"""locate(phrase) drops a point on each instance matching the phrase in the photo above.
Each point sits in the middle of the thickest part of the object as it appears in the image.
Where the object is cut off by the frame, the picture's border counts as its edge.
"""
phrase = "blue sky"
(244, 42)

________________________________________

> **Task**
Format the records above as a two-column CSV with the headers instruction and output, one row per record. Put each record's text and its answer in a single quoted field, with line breaks replaced by spaces.

> **Result for this task**
instruction,output
"""""""locate(phrase) drops a point on each instance matching the phrase in the photo above. Each point sits in the middle of the thickest part of the object as it appears in the image. Where the object is cut off by the frame, the picture's border counts as its edge. """""" phrase = ""blue sky""","(244, 42)"